| Your instructions |
Copy the data below word for word, from its first line through the line that contains "pixel 104 473". Leave the pictures out.

| Records provided |
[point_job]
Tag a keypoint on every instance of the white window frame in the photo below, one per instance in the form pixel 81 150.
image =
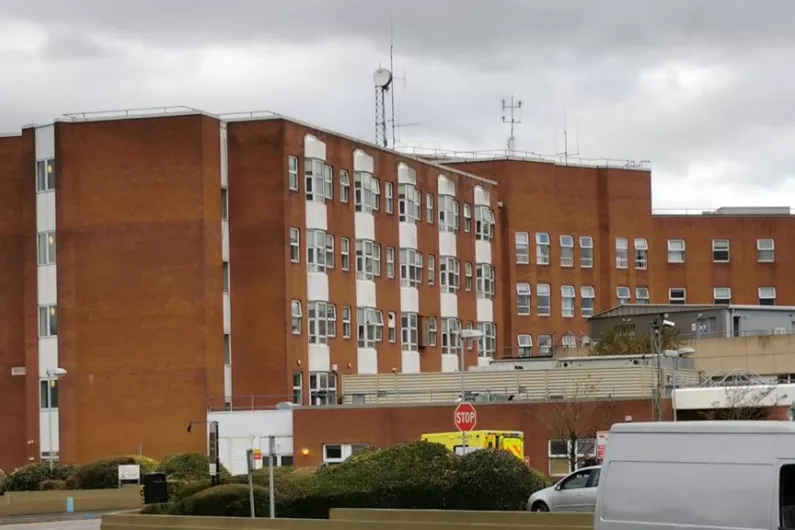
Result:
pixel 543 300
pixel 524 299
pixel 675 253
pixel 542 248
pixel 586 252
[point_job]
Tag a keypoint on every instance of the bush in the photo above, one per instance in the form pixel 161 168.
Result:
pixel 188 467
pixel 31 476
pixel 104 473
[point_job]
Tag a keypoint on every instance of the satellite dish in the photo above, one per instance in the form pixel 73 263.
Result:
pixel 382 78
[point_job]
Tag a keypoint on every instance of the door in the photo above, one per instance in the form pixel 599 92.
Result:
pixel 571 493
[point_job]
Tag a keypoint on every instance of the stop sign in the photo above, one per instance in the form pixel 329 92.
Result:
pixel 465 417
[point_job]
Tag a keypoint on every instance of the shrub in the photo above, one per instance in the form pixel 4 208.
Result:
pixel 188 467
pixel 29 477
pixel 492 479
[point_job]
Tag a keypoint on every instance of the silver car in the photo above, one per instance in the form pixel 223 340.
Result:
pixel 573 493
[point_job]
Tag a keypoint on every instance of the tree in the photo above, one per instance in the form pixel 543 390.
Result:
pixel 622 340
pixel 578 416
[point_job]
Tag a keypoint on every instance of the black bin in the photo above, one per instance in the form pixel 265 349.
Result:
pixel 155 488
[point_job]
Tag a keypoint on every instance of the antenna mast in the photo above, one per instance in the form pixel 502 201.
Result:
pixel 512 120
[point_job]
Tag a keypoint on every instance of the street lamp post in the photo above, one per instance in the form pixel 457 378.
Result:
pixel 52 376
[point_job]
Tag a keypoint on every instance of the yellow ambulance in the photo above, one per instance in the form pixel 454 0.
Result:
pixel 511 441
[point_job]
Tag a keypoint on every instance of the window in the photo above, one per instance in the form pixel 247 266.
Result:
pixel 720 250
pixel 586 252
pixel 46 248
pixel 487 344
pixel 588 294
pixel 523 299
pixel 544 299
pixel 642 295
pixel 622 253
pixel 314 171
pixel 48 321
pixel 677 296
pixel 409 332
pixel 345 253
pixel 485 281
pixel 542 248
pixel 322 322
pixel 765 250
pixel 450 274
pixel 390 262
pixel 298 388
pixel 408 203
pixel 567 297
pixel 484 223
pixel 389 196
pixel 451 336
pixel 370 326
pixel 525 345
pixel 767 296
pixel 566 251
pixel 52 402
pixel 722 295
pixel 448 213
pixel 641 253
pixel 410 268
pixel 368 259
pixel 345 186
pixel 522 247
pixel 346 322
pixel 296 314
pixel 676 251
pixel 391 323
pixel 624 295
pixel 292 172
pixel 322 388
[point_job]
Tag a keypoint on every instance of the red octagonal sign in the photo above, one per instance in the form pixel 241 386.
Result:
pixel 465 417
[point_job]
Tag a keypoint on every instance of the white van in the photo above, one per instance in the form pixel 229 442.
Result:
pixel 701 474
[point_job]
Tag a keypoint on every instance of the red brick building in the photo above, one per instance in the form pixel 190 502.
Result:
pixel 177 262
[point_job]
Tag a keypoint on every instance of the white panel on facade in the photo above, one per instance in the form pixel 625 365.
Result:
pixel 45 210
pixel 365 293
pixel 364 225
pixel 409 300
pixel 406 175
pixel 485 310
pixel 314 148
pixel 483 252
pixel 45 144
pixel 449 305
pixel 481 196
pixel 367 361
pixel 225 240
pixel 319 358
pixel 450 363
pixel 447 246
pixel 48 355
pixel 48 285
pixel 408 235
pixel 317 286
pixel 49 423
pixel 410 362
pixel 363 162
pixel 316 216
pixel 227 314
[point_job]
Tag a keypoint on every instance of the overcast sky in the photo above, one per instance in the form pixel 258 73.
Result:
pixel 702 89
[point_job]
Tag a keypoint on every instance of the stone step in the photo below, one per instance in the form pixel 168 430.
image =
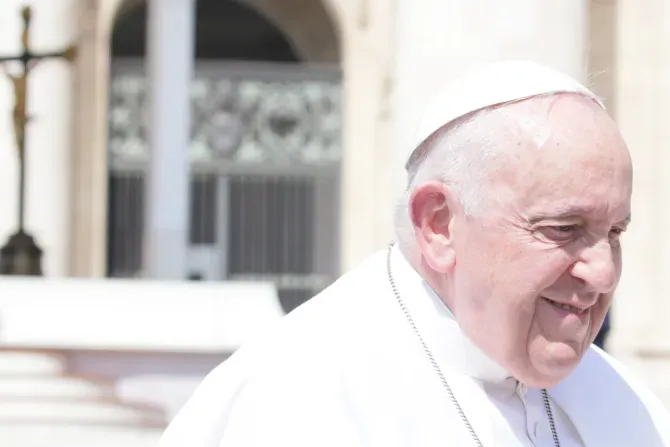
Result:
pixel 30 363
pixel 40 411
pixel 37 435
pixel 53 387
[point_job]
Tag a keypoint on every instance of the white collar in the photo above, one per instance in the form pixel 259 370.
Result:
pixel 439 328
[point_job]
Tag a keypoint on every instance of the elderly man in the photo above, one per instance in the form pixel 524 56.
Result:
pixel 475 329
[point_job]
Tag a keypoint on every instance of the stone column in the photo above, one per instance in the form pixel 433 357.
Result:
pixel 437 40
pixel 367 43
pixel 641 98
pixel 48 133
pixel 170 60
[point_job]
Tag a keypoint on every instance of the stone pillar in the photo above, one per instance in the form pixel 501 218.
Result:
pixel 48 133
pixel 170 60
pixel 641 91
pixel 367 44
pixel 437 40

| The completed task |
[point_job]
Tag a keypoint on every instance of the white window frame in the photo below, one per instance in the form pixel 81 150.
image =
Result:
pixel 543 300
pixel 524 299
pixel 675 253
pixel 542 248
pixel 586 252
[point_job]
Tag a keypoint on every instance of the bush in the photo above, one per instance in the form pixel 161 168.
Result:
pixel 188 467
pixel 31 476
pixel 104 473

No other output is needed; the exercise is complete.